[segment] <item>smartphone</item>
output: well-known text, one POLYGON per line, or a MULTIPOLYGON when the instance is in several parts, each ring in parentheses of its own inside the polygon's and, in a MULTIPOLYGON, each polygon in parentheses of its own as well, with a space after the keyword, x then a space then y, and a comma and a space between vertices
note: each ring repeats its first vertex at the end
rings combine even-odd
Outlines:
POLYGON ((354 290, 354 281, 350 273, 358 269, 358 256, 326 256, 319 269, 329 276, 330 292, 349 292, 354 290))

::::::::::

Whenever a line in the records above contains the string "each", copy that line.

output: well-known text, one POLYGON per line, or a MULTIPOLYGON when the instance is in several parts, each ring in parentheses of its own inside the polygon's and, in a MULTIPOLYGON, each polygon in parentheses of its own as well, with a space after the keyword, x then a space then y, and a comma and a space between vertices
note: each ring repeats its first vertex at the end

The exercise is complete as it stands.